[Task description] All lines from the one containing "Target: black sky" through the final line of the entries are to be written out verbatim; no other line is to be included.

»»

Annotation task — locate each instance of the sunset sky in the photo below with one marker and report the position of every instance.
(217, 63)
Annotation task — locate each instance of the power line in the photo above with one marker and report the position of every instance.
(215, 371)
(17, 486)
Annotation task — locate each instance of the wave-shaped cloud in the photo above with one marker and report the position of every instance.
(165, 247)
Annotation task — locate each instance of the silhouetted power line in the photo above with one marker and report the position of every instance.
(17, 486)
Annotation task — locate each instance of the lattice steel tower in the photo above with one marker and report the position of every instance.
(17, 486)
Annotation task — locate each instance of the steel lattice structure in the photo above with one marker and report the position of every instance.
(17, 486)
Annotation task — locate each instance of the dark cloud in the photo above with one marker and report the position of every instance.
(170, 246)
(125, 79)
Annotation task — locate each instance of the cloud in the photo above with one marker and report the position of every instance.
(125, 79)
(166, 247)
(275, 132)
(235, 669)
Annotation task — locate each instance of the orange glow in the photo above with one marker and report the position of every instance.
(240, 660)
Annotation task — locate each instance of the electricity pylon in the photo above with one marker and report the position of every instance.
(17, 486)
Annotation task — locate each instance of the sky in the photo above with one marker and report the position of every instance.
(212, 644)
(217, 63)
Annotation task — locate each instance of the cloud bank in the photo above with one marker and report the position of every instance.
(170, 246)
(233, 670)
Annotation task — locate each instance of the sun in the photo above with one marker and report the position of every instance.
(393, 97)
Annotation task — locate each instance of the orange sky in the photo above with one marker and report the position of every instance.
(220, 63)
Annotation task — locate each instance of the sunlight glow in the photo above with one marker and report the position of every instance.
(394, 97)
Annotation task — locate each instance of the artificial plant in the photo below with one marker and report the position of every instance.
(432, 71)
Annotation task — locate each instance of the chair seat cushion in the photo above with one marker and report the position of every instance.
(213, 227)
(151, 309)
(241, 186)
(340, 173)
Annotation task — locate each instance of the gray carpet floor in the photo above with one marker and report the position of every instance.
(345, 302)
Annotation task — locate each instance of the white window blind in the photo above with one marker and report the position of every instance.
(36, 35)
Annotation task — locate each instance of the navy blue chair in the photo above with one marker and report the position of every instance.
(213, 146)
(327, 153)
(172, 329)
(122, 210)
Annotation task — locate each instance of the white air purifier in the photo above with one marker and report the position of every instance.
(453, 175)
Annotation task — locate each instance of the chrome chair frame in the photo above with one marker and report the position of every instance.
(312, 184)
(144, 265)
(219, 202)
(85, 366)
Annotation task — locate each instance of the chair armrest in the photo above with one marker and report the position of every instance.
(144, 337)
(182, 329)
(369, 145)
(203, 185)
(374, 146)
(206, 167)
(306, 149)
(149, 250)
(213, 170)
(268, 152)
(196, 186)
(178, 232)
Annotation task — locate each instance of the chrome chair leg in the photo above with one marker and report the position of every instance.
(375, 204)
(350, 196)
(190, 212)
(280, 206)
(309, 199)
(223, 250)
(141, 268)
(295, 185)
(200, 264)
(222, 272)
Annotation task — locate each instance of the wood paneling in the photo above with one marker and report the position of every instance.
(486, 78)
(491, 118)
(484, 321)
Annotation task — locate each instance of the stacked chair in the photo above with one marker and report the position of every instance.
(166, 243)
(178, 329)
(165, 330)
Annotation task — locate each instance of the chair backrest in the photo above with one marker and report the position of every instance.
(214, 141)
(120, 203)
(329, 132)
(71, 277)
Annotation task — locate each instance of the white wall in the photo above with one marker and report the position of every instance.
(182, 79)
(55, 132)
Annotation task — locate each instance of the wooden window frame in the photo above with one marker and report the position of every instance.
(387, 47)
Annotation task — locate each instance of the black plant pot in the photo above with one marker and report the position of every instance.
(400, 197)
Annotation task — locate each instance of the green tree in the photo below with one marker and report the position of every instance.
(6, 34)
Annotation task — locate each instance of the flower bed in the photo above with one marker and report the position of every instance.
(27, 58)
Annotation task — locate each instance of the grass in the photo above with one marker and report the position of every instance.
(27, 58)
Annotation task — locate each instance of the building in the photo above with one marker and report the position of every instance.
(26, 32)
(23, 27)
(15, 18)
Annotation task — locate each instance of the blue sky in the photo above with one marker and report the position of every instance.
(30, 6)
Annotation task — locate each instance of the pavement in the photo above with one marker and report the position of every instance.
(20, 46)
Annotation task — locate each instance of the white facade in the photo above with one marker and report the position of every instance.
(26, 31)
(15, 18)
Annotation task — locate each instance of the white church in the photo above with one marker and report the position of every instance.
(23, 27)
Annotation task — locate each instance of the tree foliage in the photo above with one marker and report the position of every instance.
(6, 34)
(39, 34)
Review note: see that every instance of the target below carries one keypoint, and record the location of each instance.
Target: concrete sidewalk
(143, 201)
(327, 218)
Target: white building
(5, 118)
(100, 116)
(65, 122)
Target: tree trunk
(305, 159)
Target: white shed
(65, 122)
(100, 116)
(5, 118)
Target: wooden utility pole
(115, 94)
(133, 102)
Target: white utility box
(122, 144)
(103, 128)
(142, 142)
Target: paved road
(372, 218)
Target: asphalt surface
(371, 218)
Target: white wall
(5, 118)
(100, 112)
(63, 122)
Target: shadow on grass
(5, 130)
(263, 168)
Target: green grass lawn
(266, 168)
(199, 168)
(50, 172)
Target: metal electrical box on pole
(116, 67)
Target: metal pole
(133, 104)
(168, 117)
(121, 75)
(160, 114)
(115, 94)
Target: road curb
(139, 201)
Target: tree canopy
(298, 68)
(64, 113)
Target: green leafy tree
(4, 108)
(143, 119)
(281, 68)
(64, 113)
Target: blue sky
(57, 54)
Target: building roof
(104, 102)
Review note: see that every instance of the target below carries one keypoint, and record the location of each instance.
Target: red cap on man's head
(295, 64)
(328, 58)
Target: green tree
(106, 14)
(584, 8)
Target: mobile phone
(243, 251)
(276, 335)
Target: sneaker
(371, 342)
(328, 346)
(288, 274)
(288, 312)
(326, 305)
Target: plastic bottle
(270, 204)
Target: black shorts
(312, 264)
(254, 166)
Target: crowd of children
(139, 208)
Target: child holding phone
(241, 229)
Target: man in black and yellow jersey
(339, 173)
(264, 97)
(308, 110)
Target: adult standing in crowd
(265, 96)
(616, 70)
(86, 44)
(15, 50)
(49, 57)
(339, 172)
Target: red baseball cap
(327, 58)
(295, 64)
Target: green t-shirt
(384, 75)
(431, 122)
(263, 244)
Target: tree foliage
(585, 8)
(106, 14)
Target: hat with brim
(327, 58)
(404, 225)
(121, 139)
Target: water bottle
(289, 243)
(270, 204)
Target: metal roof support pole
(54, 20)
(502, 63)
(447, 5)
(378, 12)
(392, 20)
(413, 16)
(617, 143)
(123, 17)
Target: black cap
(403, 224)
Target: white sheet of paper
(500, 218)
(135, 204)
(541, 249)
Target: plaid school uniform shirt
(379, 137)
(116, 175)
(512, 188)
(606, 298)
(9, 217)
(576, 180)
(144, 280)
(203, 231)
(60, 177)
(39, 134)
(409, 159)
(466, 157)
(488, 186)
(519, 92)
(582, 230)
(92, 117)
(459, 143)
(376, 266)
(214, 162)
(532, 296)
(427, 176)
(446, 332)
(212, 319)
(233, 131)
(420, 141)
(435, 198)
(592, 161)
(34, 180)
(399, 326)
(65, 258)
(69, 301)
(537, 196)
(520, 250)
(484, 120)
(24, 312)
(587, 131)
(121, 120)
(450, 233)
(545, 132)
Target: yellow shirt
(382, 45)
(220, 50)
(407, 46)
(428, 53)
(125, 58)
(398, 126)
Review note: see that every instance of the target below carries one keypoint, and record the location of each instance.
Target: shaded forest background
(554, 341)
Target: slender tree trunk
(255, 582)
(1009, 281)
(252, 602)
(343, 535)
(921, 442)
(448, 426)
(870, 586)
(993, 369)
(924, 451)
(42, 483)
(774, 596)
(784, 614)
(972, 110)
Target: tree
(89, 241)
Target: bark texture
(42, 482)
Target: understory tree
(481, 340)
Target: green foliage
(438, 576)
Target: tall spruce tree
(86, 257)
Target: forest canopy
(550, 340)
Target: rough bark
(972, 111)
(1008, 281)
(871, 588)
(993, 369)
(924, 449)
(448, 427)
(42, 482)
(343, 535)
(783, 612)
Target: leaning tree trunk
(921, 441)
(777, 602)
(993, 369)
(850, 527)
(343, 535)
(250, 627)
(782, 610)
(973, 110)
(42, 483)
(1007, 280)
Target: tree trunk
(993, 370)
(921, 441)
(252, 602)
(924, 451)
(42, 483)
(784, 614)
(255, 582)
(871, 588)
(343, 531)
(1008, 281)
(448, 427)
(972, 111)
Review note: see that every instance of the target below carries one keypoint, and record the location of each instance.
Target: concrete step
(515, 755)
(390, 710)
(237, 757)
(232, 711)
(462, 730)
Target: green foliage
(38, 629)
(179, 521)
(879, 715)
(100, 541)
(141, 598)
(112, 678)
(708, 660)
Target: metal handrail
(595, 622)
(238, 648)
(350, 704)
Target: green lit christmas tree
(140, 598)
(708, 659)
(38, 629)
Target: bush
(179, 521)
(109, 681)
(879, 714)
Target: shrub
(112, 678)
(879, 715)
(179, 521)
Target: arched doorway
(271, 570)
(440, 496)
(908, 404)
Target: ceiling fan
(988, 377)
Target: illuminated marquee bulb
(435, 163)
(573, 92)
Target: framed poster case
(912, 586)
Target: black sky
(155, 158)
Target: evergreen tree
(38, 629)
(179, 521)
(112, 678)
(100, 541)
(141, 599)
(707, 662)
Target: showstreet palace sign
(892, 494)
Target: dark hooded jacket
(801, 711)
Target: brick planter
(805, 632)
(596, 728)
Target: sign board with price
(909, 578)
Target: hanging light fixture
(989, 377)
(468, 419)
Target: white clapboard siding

««

[Written solution]
Target: black sky
(155, 158)
Target: evergreen tree
(38, 629)
(179, 521)
(112, 678)
(100, 541)
(141, 599)
(707, 662)
Target: showstreet palace sign
(892, 494)
Target: dark hooded jacket
(801, 711)
Target: brick planter
(805, 632)
(596, 728)
Target: sign board with price
(909, 578)
Target: hanging light fixture
(989, 377)
(468, 419)
Target: white clapboard siding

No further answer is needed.